== REQUIREMENT 1 ==
Format the records below as a JSON list of strings, one string per line, with blank lines omitted. Include only the lines from the start of the records through the line containing "x=429 y=406", with both ends included.

---------- SELECTION

- Born: 15 February 1943 (age 83) Saviano, Naples
- Occupations: Novelist, journalist, teacher and screenwriter
- Years active: 1970-present
- Spouse: Anita Raja

= Domenico Starnone =

Italian writer (born 1943)

Domenico Starnone (born 15 February 1943) is an Italian writer, screenwriter, and journalist.

His work has been translated into English, German and several other languages. These include Prima esecuzione (2007, as First Execution, 2009) and Confidenza (2019, as Trust, 2019).

His novel Via Gemito won Italy's highest literary honour, the Strega Prize, as well as the Naples Prize for Literature, in 2001 and was also a finalist in the prestigious Campiello Prize prize that year.
Said to be his masterpiece, the novel centers on a Neopolitan train conductor, Federí, facing a life filled with frustration, who unloads his dissatisfaction on his wife and eldest son, the novel's narrator.
Translated into English by Oonagh Stransky, The House on Via Gemito was longlisted for the International Booker Prize in 2024.

His thirteenth work of fiction, Ties, was his second to be translated into English and was awarded the Bridge Prize in 2017,
 The Bridge Book Award project seeks to unite Italian and American cultures and strengthen mutual understanding.

In reports dated 2006 (by Luigi Galella), and more recent work in 2017 by Arjuna Tuzzi and Michele A. Cortelazzo of the University of Padova, Starnone—or alternatively, his wife, Anita Raja—has been proposed as the author writing under the pen name, Elena Ferrante.
In published interviews, Ferrante has dismissed the allegations: "My identity, my sex can be found in my writing."

==Early life and education==
Domenico Starnone was born on 15 February 1943 in Saviano in Campania, roughly 25 kilometers northeast of Naples. His father Federico Starnone was a struggling, self-taught Neapolitan painter and his mother was called Rosa.

==Career==

===As novelist===
Starnone is a prolific author, having penned at least 22 works since 1987. He has been quoted in an online interview saying 'writing isn't just fun...the best books are the ones that hurt us.'

Translations of his novels from Italian into English include Prima esecuzione (2007) as First Execution (2009), Lacci (2014) as Ties (2017), Scherzetto (2016) as Trick (2018), and Confidenza (2019) as Trust or Secrets (2019).
His novel Via Gemito (The House on Via Gemito) won the Premio Strega in 2001.

===Teaching and journalism===

Starnone taught literature at the Marconi High School in Colleferro in Rome for several years early in his career and during the same period, at the Livia Bottardi technical college. In 2017 he taught the works of Italo Calvino at Georgetown University USA.

As a journalist, he was a regular contributor to the cultural pages of Il Manifesto, working for several newspapers and satirical magazines, including L'Unità, Corriere della Sera, Tango, La Repubblica and until 2023 he was editor of the weekly column Parole in the magazine Internazionale. For Cuore, he regularly presented episodes from his life as a teacher.

===Screenwriting and film adaptations===

Starnone (not to be confused with Italian screenwriter Federico Starnone) is a film and television script writer.

Feature films based on Starnone books have been directed by Gabriele Salvatores, Riccardo Milani, and Daniele Luchetti and he has written many screenplays for big and small screen himself.

--------------------

== REQUIREMENT 2 ==
According to the Domenico Starnone article, who translated The House on Via Gemito into English?

---------- AVAILABLE DATA

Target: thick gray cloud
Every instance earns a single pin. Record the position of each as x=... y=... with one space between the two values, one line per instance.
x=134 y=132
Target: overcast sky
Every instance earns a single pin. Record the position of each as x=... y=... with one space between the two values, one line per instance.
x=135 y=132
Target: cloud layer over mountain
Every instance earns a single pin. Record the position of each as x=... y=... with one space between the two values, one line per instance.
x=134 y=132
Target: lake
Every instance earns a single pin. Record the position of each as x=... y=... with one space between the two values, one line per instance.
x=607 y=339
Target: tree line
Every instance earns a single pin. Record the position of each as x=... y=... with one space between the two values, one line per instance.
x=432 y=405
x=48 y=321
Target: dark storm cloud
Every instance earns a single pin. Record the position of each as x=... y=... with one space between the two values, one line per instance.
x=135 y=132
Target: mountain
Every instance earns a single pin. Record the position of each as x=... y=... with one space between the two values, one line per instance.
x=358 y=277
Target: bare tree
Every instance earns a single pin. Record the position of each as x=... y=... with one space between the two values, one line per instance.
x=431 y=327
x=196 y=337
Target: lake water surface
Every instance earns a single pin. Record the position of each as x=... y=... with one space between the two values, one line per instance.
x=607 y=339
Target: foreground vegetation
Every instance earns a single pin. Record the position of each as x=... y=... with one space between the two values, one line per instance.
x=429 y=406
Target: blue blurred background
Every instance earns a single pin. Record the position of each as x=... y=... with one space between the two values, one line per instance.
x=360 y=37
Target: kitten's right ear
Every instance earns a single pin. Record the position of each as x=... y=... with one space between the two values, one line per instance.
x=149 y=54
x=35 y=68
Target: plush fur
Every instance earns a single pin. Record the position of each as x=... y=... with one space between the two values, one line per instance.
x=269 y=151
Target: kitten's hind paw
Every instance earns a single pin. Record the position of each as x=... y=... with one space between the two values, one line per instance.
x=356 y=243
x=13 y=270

--------------------

== WRITTEN REPLY 1 ==
[
  "Target: thick gray cloud",
  "Every instance earns a single pin. Record the position of each as x=... y=... with one space between the two values, one line per instance.",
  "x=134 y=132",
  "Target: overcast sky",
  "Every instance earns a single pin. Record the position of each as x=... y=... with one space between the two values, one line per instance.",
  "x=135 y=132",
  "Target: cloud layer over mountain",
  "Every instance earns a single pin. Record the position of each as x=... y=... with one space between the two values, one line per instance.",
  "x=134 y=132",
  "Target: lake",
  "Every instance earns a single pin. Record the position of each as x=... y=... with one space between the two values, one line per instance.",
  "x=607 y=339",
  "Target: tree line",
  "Every instance earns a single pin. Record the position of each as x=... y=... with one space between the two values, one line per instance.",
  "x=432 y=405",
  "x=48 y=321",
  "Target: dark storm cloud",
  "Every instance earns a single pin. Record the position of each as x=... y=... with one space between the two values, one line per instance.",
  "x=135 y=132",
  "Target: mountain",
  "Every instance earns a single pin. Record the position of each as x=... y=... with one space between the two values, one line per instance.",
  "x=358 y=277",
  "Target: bare tree",
  "Every instance earns a single pin. Record the position of each as x=... y=... with one space between the two values, one line per instance.",
  "x=431 y=327",
  "x=196 y=337",
  "Target: lake water surface",
  "Every instance earns a single pin. Record the position of each as x=... y=... with one space between the two values, one line per instance.",
  "x=607 y=339",
  "Target: foreground vegetation",
  "Every instance earns a single pin. Record the position of each as x=... y=... with one space between the two values, one line per instance.",
  "x=429 y=406"
]

== WRITTEN REPLY 2 ==
Oonagh Stransky